Exactly reproduce the line that contains "Objective — one marker per instance of the blurred background" and all lines after it in the entries below, through the very last line.

--------------------------------

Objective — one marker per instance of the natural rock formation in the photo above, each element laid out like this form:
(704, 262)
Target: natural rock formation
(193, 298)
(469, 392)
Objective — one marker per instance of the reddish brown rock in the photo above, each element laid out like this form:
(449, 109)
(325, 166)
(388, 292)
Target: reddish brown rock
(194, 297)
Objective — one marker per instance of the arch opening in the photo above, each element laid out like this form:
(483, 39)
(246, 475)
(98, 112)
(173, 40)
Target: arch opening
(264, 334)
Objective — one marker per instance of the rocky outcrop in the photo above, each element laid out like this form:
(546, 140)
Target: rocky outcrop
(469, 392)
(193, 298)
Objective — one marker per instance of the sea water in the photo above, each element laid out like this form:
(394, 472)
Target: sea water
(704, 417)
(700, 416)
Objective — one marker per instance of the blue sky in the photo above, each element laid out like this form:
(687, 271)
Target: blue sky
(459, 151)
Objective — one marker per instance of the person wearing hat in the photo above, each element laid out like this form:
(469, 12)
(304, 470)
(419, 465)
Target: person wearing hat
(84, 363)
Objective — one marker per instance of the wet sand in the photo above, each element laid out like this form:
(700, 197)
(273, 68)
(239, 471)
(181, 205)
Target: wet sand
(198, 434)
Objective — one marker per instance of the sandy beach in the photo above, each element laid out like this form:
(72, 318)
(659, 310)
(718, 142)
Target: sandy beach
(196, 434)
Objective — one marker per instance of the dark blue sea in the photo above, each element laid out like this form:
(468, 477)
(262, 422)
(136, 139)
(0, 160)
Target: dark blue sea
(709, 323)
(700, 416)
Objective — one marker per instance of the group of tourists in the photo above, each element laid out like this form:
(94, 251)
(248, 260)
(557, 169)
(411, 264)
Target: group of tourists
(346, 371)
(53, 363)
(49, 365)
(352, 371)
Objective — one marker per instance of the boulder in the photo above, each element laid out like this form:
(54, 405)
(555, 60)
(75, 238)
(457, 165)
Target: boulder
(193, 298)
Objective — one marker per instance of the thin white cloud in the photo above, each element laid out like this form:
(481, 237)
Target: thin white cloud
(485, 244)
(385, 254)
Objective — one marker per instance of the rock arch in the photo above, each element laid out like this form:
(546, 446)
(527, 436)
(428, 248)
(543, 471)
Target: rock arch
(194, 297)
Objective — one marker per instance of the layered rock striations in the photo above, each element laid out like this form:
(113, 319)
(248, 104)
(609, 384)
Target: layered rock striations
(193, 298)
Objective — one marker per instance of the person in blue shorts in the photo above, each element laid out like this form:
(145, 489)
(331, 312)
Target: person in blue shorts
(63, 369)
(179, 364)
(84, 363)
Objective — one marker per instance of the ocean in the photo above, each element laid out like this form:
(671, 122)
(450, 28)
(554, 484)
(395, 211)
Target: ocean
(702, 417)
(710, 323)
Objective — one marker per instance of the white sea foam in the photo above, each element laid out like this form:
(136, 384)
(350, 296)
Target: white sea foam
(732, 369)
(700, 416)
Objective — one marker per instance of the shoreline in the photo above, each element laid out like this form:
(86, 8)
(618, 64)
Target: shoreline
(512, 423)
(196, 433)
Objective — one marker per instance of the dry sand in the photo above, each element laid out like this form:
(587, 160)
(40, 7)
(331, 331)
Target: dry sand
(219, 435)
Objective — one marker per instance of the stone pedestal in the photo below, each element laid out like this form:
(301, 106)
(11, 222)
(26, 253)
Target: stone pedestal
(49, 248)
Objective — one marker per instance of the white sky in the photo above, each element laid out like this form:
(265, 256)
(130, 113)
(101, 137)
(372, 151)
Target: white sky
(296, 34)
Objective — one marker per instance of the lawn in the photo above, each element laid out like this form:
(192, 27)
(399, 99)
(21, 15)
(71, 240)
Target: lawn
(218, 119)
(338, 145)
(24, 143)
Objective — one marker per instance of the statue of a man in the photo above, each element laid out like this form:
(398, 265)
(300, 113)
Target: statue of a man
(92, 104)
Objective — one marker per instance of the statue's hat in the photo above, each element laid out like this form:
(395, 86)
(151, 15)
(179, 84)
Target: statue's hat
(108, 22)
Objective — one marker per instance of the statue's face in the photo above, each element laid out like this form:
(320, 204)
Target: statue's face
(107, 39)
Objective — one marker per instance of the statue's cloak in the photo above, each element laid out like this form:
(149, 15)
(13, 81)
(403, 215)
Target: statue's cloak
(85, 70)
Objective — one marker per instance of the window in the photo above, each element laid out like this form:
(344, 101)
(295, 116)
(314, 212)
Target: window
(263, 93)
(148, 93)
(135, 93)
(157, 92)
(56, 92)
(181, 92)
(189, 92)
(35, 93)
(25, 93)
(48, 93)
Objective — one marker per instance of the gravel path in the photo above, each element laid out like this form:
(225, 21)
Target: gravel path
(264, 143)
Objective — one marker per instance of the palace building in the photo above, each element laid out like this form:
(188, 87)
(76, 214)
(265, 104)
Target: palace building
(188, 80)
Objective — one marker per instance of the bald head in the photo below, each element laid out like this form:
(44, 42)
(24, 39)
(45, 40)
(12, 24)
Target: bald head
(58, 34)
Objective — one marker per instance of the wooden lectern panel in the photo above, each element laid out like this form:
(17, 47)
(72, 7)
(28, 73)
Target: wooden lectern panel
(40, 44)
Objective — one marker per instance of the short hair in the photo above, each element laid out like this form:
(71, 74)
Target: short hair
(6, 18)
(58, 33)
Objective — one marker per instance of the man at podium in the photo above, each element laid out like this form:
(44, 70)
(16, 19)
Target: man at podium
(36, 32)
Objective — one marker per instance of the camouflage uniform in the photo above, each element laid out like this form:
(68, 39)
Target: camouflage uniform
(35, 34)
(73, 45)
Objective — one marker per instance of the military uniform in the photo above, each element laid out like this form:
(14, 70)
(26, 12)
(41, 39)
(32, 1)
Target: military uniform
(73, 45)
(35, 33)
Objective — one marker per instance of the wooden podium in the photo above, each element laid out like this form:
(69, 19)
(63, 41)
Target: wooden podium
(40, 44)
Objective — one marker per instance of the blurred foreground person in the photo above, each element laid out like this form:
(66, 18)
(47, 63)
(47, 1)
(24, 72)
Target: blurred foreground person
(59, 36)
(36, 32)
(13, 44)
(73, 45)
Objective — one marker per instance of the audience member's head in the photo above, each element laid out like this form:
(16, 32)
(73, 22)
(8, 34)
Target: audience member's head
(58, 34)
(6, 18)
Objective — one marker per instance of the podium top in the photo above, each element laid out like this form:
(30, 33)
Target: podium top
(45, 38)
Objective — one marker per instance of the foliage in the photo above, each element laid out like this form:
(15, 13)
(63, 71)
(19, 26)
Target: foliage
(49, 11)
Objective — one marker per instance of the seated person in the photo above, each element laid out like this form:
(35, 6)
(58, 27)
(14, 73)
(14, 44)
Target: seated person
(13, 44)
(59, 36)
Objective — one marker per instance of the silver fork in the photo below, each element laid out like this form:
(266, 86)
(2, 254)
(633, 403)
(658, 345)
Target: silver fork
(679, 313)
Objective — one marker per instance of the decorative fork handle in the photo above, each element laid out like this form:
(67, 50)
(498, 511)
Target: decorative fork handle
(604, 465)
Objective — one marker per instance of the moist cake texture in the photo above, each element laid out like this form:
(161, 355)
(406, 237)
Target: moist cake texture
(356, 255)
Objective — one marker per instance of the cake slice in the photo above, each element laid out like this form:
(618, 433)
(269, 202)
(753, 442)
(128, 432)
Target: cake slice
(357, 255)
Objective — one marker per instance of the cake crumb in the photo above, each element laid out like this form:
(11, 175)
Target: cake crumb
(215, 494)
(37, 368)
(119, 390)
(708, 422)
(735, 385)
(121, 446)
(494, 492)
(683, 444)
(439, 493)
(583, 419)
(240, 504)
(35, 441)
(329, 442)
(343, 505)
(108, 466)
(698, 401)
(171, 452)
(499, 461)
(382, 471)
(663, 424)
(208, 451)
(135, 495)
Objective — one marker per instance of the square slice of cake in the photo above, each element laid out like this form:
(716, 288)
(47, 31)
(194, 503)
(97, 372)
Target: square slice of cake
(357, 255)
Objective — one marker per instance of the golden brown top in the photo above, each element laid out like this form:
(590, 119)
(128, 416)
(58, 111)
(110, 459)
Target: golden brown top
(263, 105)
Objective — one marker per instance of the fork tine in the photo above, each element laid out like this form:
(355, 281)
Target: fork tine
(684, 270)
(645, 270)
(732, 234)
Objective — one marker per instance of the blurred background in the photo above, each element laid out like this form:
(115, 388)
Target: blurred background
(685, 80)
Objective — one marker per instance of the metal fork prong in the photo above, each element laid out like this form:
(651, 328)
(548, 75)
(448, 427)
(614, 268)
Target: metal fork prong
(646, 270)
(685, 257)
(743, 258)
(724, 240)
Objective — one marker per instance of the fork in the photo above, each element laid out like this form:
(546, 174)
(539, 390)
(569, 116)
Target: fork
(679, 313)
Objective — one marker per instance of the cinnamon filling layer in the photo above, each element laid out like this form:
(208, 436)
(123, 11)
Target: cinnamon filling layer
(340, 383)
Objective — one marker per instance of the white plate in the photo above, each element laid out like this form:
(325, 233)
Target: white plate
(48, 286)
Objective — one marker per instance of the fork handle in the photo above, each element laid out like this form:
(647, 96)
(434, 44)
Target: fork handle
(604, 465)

--------------------------------

• **Response**:
Objective — one marker per instance of the blurred background in the photo above, each element laid out like this form:
(115, 388)
Target: blurred background
(685, 80)
Objective — one marker per instance of the metal fork prong in the photo above, each element laid out like this form:
(651, 328)
(548, 75)
(448, 427)
(614, 268)
Target: metal fork prong
(646, 270)
(685, 257)
(743, 258)
(724, 240)
Objective — one marker per instance of the fork in the photo above, each element laid out like this form:
(546, 174)
(539, 390)
(569, 116)
Target: fork
(679, 313)
Objective — one marker per instance of the cinnamon filling layer in the photo above, each element laid out like this form:
(208, 436)
(123, 11)
Target: cinnamon filling layer
(340, 383)
Objective — one marker per instance of the white plate in the photo above, each element laid out like this form:
(325, 233)
Target: white plate
(48, 286)
Objective — one marker per instance of the fork handle in the photo above, each element laid out like this form:
(647, 96)
(434, 44)
Target: fork handle
(604, 465)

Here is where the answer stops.